* [Pasaje citado]

........

Foto: Cortesía.

La escritura es un laberinto: Xavier Velasco

Cuenta Arturo Pérez-Reverte que el principal temor de Carlos Fuentes al terminar de leer Diablo Guardián era que Xavier Velasco (Ciudad de México, 1964) haya vaciado todo en esa novela: que no le quedara nada más.

Tras ser condecorado con el Premio Alfaguara de 2003, en medio de una profunda crisis de identidad desencadenada por algo parecido a lo que Javier Cercas denominaba como «la catástrofe del éxito», el mismo Pérez-Reverte, caminando por el centro de Madrid, tuvo la lucidez de describirle como «un simple hijo de puta que escribía novelas». La reflexión, cargada de una sinceridad abrumadora, fue música para los oídos de aquel escritor forjado en los años sabandijas.

Se le ve más aura de rockstar que de escritor.

Anduve un buen rato de mi vida con rockstars; terminé de aprender inglés gracias a David Bowie, y empecé con canciones de los Beatles. Uno siempre termina pareciéndose a lo que admira.

¿El dandy que siempre viste el mismo traje o la metamorfosis ambulante?

........

* [Conjunto de datos]
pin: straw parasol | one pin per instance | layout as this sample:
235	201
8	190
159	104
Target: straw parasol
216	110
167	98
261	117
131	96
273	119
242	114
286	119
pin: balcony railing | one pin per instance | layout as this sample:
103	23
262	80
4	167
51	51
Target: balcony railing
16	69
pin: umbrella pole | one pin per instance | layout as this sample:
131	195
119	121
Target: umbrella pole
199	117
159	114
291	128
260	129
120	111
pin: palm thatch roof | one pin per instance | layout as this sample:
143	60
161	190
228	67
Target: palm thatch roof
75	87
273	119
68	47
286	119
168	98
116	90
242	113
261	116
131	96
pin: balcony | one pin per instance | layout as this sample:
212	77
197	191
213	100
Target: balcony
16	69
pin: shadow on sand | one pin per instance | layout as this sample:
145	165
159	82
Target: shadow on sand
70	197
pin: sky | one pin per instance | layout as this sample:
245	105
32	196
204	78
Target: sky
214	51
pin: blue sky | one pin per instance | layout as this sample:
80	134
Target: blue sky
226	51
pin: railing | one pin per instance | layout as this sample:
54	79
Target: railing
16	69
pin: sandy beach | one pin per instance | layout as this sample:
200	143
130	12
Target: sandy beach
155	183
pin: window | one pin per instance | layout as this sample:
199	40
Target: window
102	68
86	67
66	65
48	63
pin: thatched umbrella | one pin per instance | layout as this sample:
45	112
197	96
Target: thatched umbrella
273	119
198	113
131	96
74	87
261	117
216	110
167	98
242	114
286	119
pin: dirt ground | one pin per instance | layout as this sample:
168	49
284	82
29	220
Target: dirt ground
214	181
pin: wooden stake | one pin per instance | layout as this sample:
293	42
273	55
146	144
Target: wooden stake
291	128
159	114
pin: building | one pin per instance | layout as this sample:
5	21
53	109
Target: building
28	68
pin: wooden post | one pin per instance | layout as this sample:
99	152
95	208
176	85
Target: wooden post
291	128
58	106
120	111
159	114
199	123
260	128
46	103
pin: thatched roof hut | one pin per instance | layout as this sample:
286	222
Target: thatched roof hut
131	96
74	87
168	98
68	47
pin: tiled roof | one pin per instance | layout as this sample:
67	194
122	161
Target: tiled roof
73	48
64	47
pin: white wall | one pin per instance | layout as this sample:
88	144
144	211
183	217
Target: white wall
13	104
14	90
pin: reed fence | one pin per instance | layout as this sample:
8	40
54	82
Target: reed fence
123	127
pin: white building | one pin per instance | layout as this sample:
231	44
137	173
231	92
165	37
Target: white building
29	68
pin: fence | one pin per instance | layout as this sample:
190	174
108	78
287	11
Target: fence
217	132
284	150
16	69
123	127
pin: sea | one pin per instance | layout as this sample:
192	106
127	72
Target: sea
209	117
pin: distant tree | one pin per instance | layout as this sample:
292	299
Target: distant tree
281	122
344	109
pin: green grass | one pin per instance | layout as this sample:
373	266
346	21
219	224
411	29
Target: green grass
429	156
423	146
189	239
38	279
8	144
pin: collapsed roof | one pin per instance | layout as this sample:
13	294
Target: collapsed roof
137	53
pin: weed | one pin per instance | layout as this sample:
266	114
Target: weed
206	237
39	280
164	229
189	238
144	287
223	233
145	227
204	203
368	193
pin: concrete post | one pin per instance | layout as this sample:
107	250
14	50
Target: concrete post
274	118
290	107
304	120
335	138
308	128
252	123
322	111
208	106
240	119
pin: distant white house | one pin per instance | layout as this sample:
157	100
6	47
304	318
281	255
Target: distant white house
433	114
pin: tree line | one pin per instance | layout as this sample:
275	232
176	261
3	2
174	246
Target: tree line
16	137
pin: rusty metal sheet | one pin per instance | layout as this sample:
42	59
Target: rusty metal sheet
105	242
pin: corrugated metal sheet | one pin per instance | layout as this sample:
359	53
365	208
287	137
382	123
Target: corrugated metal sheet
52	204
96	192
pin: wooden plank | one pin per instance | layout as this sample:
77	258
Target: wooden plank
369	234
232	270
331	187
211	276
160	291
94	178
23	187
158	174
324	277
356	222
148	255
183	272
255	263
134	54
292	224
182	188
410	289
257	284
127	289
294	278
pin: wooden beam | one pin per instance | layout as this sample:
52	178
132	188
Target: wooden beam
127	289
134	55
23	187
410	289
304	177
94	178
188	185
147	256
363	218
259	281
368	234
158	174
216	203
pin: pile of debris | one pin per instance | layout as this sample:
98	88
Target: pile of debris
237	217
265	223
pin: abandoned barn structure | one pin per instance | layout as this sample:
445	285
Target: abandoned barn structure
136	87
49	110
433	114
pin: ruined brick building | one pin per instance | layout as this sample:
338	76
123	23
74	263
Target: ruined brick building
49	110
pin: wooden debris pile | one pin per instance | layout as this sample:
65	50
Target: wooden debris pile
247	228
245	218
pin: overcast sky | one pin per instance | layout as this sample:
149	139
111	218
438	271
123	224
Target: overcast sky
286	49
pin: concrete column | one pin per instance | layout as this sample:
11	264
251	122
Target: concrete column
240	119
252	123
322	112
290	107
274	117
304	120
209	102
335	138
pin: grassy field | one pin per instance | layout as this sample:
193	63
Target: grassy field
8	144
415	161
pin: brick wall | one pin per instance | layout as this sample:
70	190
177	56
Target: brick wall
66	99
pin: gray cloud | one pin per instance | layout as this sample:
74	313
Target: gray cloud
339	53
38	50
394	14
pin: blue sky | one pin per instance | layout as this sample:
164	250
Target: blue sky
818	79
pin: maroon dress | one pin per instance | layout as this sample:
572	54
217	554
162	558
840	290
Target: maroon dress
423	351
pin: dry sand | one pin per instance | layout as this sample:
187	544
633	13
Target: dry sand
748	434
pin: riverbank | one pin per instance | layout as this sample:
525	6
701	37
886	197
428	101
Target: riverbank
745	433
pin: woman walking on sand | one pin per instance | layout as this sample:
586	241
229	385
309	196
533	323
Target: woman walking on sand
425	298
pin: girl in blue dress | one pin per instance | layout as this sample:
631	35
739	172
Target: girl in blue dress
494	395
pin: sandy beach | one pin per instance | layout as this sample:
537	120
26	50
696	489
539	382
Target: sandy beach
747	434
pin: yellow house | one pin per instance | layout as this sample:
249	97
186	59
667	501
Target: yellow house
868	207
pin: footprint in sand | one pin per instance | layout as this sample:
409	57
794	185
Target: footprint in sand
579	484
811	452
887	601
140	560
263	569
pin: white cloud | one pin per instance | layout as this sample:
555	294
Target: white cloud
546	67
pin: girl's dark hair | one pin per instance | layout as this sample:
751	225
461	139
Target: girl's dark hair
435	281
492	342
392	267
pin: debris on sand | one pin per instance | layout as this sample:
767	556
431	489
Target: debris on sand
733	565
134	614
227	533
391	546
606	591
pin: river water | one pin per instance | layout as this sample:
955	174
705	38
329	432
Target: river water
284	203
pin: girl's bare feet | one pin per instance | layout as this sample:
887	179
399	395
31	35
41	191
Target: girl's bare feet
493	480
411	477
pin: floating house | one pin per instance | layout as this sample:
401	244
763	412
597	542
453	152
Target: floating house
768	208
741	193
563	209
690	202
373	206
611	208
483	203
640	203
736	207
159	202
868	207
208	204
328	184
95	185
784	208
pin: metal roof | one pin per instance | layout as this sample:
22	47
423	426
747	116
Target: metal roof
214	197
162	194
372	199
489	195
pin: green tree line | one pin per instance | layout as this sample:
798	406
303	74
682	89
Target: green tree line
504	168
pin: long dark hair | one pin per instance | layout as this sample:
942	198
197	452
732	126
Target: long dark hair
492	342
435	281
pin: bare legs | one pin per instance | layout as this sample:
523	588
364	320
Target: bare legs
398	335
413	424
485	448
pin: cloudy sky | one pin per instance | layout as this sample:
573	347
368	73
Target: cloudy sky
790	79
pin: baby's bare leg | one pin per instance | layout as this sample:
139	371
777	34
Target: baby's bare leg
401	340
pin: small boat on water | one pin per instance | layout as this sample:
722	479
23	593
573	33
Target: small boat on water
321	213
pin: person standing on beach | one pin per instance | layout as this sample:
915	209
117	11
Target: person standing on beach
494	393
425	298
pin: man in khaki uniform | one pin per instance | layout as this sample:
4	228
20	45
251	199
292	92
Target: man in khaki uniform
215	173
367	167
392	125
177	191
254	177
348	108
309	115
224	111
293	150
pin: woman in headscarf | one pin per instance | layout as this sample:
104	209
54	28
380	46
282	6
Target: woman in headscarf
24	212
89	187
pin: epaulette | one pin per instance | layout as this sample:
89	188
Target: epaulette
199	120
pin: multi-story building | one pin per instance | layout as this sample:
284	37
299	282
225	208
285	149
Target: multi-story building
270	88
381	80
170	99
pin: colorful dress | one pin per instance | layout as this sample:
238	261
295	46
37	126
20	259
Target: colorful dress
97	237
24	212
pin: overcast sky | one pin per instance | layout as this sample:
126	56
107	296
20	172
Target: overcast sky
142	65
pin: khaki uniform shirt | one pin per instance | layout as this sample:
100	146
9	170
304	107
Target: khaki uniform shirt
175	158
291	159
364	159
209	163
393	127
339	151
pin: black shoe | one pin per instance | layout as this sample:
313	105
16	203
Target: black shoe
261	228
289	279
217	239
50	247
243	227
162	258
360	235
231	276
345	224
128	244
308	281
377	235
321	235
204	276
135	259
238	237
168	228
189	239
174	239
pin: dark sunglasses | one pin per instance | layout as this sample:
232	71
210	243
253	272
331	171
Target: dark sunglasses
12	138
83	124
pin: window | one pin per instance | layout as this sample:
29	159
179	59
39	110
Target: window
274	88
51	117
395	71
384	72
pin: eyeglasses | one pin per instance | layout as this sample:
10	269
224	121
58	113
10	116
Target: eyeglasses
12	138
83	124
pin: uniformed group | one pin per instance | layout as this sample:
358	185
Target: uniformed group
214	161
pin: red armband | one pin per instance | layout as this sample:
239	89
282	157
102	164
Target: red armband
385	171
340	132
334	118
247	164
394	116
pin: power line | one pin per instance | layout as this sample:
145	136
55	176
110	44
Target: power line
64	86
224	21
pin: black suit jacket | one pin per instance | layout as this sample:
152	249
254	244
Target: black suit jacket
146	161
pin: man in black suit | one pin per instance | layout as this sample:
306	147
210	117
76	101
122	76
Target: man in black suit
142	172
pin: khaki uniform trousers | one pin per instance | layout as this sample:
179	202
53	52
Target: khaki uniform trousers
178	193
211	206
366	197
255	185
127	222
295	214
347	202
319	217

........

* [Conjunto de tareas]
[1] Reescribe en forma de lista el párrafo del texto sobre Xavier Velasco que comienza con "Anduve un buen rato de mi vida" y conserva sus datos principales.
[2] Responde en una línea cada pregunta sobre el texto sobre Xavier Velasco:
(a) ¿En qué ciudad y en qué año nació Xavier Velasco?
(b) ¿Qué premio se menciona y de qué año es?
(c) Según el párrafo que empieza con "Anduve un buen rato", ¿gracias a quién terminó de aprender inglés?
[3] Reproduce el fragmento del texto sobre Xavier Velasco que comienza con "Se le ve más" y sigue hasta "la metamorfosis ambulante?", sin cambiar nada.
Los registros provienen de una fuente distinta a la del texto.

* [Respuestas escritas]
[1]
- Pasé buena parte de mi vida con rockstars.
- Terminé de aprender inglés gracias a David Bowie.
- Empecé con canciones de los Beatles.
- Uno siempre termina pareciéndose a lo que admira.

[2]
(a) En la Ciudad de México, en 1964.
(b) El Premio Alfaguara de 2003.
(c) Gracias a David Bowie.

[3]
Se le ve más aura de rockstar que de escritor.

Anduve un buen rato de mi vida con rockstars; terminé de aprender inglés gracias a David Bowie, y empecé con canciones de los Beatles. Uno siempre termina pareciéndose a lo que admira.

¿El dandy que siempre viste el mismo traje o la metamorfosis ambulante?